_WHAT THIS TASK INVOLVES_
Leaving out the pictures, retype all the material exactly.

----- RECORD EXCERPTS -----

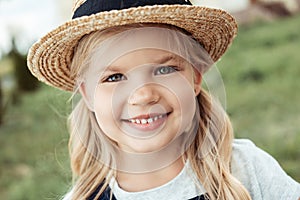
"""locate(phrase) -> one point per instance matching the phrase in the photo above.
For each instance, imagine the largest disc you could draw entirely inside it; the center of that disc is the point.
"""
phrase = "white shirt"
(258, 172)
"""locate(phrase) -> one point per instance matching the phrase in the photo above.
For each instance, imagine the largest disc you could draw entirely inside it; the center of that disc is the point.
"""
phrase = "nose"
(144, 95)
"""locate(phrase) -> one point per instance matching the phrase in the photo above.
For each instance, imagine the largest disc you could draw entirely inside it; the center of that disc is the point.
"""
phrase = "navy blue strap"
(106, 195)
(90, 7)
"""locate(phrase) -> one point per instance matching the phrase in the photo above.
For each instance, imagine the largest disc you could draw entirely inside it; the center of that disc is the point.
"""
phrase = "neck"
(144, 181)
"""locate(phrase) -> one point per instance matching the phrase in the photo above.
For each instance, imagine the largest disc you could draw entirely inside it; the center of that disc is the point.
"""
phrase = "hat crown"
(89, 7)
(77, 4)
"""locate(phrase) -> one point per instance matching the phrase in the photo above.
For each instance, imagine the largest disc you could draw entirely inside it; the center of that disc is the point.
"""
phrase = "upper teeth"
(145, 121)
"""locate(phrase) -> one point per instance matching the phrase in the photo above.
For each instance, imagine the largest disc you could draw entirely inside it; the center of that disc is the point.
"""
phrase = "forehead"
(146, 56)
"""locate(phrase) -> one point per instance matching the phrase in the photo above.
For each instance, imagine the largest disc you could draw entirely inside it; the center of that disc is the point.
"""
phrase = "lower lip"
(149, 126)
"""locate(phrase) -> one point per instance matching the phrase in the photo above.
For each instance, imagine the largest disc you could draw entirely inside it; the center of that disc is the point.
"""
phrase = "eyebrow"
(164, 59)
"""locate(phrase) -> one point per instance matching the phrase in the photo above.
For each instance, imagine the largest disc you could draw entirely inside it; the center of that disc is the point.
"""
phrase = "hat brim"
(49, 59)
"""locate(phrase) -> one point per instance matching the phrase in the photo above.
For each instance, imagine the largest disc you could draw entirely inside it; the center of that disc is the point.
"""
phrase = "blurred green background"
(260, 72)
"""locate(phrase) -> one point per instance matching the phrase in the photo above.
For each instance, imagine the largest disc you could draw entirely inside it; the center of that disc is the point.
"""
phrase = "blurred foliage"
(260, 72)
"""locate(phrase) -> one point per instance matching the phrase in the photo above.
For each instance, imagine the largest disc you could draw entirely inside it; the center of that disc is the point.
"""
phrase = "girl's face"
(145, 99)
(142, 92)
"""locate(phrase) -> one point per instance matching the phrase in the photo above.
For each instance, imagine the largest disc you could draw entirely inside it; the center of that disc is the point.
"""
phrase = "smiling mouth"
(146, 123)
(146, 119)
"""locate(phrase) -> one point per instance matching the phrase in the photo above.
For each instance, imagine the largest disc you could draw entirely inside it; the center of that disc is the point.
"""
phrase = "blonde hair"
(86, 145)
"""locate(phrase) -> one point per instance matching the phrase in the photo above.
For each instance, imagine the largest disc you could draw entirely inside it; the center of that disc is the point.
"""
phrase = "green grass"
(33, 140)
(260, 72)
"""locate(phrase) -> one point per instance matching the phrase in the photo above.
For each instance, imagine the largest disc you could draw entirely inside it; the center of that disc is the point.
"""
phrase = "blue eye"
(115, 78)
(165, 70)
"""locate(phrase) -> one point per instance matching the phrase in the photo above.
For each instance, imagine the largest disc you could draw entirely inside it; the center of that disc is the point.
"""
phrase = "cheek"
(183, 98)
(106, 110)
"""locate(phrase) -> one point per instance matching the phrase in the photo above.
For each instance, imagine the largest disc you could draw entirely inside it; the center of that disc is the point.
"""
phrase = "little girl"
(144, 127)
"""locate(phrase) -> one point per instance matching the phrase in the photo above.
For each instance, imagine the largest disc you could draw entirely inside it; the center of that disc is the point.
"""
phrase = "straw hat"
(49, 59)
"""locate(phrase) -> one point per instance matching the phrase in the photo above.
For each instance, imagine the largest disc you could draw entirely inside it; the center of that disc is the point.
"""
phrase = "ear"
(197, 82)
(86, 98)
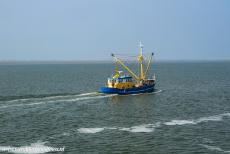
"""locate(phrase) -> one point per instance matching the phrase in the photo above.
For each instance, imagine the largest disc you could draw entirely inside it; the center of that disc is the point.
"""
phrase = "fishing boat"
(131, 83)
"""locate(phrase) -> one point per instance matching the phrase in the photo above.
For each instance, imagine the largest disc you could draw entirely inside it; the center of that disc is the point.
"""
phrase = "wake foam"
(214, 148)
(197, 121)
(34, 148)
(74, 98)
(90, 130)
(146, 128)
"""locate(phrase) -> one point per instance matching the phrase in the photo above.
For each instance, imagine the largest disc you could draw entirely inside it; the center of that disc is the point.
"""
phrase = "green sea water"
(48, 106)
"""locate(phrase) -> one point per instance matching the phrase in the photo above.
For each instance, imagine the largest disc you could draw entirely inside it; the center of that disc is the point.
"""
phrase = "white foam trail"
(58, 101)
(197, 121)
(214, 148)
(52, 97)
(139, 129)
(145, 128)
(90, 130)
(34, 148)
(179, 122)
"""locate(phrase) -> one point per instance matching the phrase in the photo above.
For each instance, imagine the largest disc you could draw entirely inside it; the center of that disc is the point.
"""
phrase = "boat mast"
(124, 66)
(148, 66)
(141, 59)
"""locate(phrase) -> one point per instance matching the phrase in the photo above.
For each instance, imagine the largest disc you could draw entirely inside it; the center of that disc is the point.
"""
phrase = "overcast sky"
(92, 29)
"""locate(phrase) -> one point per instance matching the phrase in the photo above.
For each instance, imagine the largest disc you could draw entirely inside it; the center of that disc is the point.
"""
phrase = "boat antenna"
(141, 59)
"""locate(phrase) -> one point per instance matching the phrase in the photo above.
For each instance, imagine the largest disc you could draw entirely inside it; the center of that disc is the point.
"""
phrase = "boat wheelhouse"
(124, 84)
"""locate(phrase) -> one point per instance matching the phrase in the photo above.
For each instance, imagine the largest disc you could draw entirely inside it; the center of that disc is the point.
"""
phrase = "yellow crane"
(143, 74)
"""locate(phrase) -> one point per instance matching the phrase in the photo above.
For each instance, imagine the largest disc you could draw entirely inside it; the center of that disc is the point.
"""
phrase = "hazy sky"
(92, 29)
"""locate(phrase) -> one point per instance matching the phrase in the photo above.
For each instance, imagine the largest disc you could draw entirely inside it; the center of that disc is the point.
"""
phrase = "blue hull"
(136, 90)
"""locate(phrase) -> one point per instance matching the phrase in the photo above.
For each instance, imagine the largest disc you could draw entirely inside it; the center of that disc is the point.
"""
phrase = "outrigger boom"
(123, 84)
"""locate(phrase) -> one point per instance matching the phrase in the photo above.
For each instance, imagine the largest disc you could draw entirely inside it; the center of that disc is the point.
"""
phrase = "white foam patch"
(214, 148)
(197, 121)
(179, 122)
(59, 101)
(90, 130)
(144, 128)
(139, 129)
(34, 148)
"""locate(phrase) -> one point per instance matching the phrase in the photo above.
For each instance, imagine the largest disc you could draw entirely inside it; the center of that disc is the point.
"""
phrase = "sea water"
(44, 107)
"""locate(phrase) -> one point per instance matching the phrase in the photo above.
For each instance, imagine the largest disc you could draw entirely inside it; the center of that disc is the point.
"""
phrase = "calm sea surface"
(44, 107)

-----

_SOLUTION_
"""locate(phrase) -> one point per instance matching the phrase in the photo above.
For each instance, imagine the largest disc you could draw entirely inside it; the center of that disc is the point.
"""
phrase = "white shirt"
(258, 172)
"""locate(phrase) -> one point per instance matching the phrase in the photo above.
For each instance, imagine the largest disc you could draw entirely inside it; the center of that disc is the point.
"""
phrase = "nose"
(144, 95)
"""locate(phrase) -> one point per instance matching the phrase in the photo above.
For each instance, imagine the largest disc you could draw entirely inside it; the center of that disc is the point.
"""
phrase = "navy blue strap"
(106, 195)
(90, 7)
"""locate(phrase) -> one point per instance matching the phrase in the photo above.
For each instance, imagine the largest disc you could draw entirely inside it; the center of that disc is the point.
"""
phrase = "neck"
(144, 181)
"""locate(phrase) -> one point per instance matching the phrase in the photo above.
For each instance, imagine the largest disc you could draw entirely inside it; the center of that disc is the point.
"""
phrase = "hat crown"
(89, 7)
(77, 4)
"""locate(phrase) -> one point per instance matching the phrase in the photo above.
For each instance, imagine the largest disc you could draw entirely inside it; the center of that disc is the point.
"""
phrase = "upper teeth"
(145, 121)
"""locate(phrase) -> one point per instance matching the phrase in the photo above.
For each instance, imagine the largest disc you could draw entirely inside it; the center of that disc is the point.
"""
phrase = "forehead"
(146, 56)
"""locate(phrase) -> one point per instance matching the phrase in the photo above.
For each instance, imagine the largest disc you could draw entirely inside it; the center of that disc is the point.
"""
phrase = "lower lip"
(149, 126)
"""locate(phrase) -> one point per instance matching the phrase in the photo above.
For each instance, imagine the largest disc you could draw entirely inside it; the center of that disc is the point.
"""
phrase = "eyebrow"
(164, 59)
"""locate(phrase) -> one point per instance matching the phrase in the photo above.
For each instance, imagine the largest disc you could draw entirely inside it; the center of that disc is the point.
"""
phrase = "hat brim"
(49, 59)
"""locate(phrase) -> one point per instance matching the phrase in the photo above.
For each instance, imagine the largest disc you could draw entirely inside it; the center of that disc is the point.
"""
phrase = "blurred green background"
(260, 72)
"""locate(phrase) -> one point per instance matching the phrase in the photo above.
For each instance, imagine the largest disc you could draw entirely inside it; the center of that disc is the point.
"""
phrase = "blurred foliage"
(260, 72)
"""locate(phrase) -> one point per instance matching the phrase in the photo above.
For each instance, imagine the largest disc you could draw entirely inside it; the center of that disc is the point.
"""
phrase = "girl's face"
(145, 99)
(142, 92)
"""locate(phrase) -> one point per instance matching the phrase in the photo above.
For each instance, imagine the largest disc you could draw entirely inside it; the center of that disc is the point.
"""
phrase = "smiling mouth"
(146, 123)
(146, 119)
"""locate(phrase) -> one point per instance matching the phrase in the photo above.
For each instance, imagine the largest disc you could draw entirely inside it; the center of that disc is the point.
"""
phrase = "blonde hair"
(86, 145)
"""locate(phrase) -> one point per instance matching the phrase in the photo above.
For each instance, imagine the largest disc you could draw entirely inside it; the center of that disc is the point.
"""
phrase = "green grass"
(33, 140)
(260, 72)
"""locate(phrase) -> one point per instance matching the phrase in the photo above.
For each instance, imagine the largest disc you could draw entirely inside it; the center of that disc is the point.
"""
phrase = "blue eye"
(115, 78)
(165, 70)
"""locate(phrase) -> one point per instance matching the phrase in the photo above.
For each instance, imagine the largest disc you could draw entirely inside it; the center of that disc is the point.
"""
phrase = "cheek"
(183, 98)
(106, 110)
"""locate(phrase) -> one point per instance matching the phrase in the photo above.
For each instance, imagine the largest disc you could draw entirely inside it; the center of that disc is the point.
"""
phrase = "little girl"
(144, 127)
"""locate(phrase) -> one point per instance matching the phrase in the photo above.
For each instance, imagine the largest disc you could draw entirely inside it; the center of that disc is the point.
"""
phrase = "straw hat"
(49, 59)
"""locate(phrase) -> one point per instance matching the phrase in the photo above.
For each instance, imagine the largest disc you could draw entirely inside it; the center of that disc is the point.
"""
phrase = "ear"
(197, 82)
(86, 98)
"""locate(phrase) -> one point per instance matching the phrase in the photo above.
For each instance, imagine the largest disc you could draw entirely inside it; the center of that disc is the point.
"""
phrase = "fishing boat"
(131, 83)
"""locate(phrase) -> one point per instance matching the phrase in the photo above.
For each instance, imagine the largest disc you could draw entirely inside it; the center of that disc is the point.
"""
phrase = "wake foam"
(214, 148)
(197, 121)
(34, 148)
(74, 98)
(90, 130)
(146, 128)
"""locate(phrase) -> one point per instance matching the phrase in the photo above.
For each instance, imagine the largest disc you could draw entirely inside it; the center of that disc is the point.
"""
phrase = "green sea water"
(48, 106)
"""locate(phrase) -> one point per instance matching the phrase in the photo above.
For each instance, imagine the largest disc you could draw entirely inside it; the center of that disc is the point.
"""
phrase = "white foam trail"
(58, 101)
(197, 121)
(214, 148)
(52, 97)
(139, 129)
(145, 128)
(90, 130)
(34, 148)
(179, 122)
"""locate(phrase) -> one point per instance matching the phrase in the photo above.
For each instance, imagine the largest disc you could draw entirely inside it; the center of that disc is the point.
"""
phrase = "boat mast"
(124, 66)
(148, 66)
(141, 59)
"""locate(phrase) -> one point per instance matching the phrase in the photo above.
For each instance, imagine the largest disc you could draw entirely inside it; the center of that disc is the point.
"""
phrase = "overcast sky"
(92, 29)
"""locate(phrase) -> one point per instance matching the phrase in the photo above.
For each instance, imagine the largest disc you could draw entirely inside it; the center of that disc is the point.
"""
phrase = "boat antenna"
(141, 59)
"""locate(phrase) -> one point per instance matching the phrase in the photo above.
For each instance, imagine the largest disc you could draw entirely inside it; the center of that disc is the point.
"""
phrase = "boat wheelhouse"
(124, 84)
"""locate(phrase) -> one point per instance matching the phrase in the photo above.
For each instance, imagine the largest disc you could draw entirely inside it; the center of that disc is the point.
"""
phrase = "yellow crane"
(143, 74)
"""locate(phrase) -> one point per instance matching the phrase in the photo above.
For each instance, imagine the largest disc you could draw entirely inside it; the center of that disc is the point.
"""
phrase = "hazy sky"
(92, 29)
"""locate(phrase) -> one point per instance matching the phrase in the photo above.
For each instance, imagine the largest disc you could draw entirely inside it; the center of that disc is the point.
"""
phrase = "blue hull"
(136, 90)
"""locate(phrase) -> one point per instance matching the phrase in the photo above.
For each instance, imagine the largest disc you could draw entirely inside it; the center of that disc is the point.
"""
phrase = "outrigger boom"
(123, 84)
"""locate(phrase) -> one point per instance matching the phrase in the photo above.
For each instance, imagine the largest disc you could draw entirely inside it; the center of that disc is the point.
"""
phrase = "white foam patch"
(214, 148)
(197, 121)
(179, 122)
(59, 101)
(90, 130)
(144, 128)
(139, 129)
(34, 148)
"""locate(phrase) -> one point per instance matching the phrase in the photo above.
For each instance, imagine the largest disc you could draw entirely inside it; the center of that disc is the point.
"""
phrase = "sea water"
(44, 107)
"""locate(phrase) -> one point per instance matching the phrase in the photo above.
For each instance, imagine the largest disc you could draw entirely inside it; the center of that disc is the point.
"""
phrase = "calm sea surface"
(44, 107)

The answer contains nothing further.